## [Extracted entries]
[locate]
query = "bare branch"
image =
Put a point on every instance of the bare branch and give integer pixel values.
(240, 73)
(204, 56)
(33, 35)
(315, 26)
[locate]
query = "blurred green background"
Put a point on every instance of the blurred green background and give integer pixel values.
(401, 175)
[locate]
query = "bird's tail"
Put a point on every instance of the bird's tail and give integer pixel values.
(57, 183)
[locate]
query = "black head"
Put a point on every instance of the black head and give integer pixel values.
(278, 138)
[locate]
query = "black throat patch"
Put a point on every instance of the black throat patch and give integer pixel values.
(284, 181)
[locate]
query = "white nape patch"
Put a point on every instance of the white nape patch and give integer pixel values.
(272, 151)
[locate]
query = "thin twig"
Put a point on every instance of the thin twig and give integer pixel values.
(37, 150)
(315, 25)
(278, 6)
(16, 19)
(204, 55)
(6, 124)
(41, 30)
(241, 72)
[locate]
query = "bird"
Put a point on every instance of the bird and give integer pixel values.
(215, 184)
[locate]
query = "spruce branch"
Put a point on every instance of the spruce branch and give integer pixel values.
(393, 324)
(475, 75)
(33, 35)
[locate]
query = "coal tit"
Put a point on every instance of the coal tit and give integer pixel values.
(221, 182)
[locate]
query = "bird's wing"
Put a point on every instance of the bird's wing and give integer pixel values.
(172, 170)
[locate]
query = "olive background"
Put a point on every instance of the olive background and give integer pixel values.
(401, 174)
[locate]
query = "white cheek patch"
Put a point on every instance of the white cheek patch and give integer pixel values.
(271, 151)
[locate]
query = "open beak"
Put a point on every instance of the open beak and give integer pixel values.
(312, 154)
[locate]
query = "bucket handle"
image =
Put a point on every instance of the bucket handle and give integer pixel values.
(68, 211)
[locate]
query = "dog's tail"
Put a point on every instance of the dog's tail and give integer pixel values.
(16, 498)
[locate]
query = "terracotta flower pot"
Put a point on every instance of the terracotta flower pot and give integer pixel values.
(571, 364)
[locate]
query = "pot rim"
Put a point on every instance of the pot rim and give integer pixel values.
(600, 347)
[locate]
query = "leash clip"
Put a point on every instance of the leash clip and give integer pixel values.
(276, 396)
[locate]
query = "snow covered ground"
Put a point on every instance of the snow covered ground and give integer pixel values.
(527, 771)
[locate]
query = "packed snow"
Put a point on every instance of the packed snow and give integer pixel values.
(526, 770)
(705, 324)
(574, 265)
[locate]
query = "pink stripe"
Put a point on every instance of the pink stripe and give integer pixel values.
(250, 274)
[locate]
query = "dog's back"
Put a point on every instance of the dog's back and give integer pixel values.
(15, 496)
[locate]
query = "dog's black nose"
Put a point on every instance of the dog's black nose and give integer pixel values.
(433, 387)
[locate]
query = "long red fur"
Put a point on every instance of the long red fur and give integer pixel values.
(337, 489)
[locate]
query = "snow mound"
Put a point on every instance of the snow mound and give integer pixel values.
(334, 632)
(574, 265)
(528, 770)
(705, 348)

## [Exercise prompt]
In the listing above, find every line that contains the string "spruce" and copy each one in full. Matches are case-sensitive.

## [Task answer]
query = "spruce branch"
Put a point on every instance of the spruce branch and give integer pixel values.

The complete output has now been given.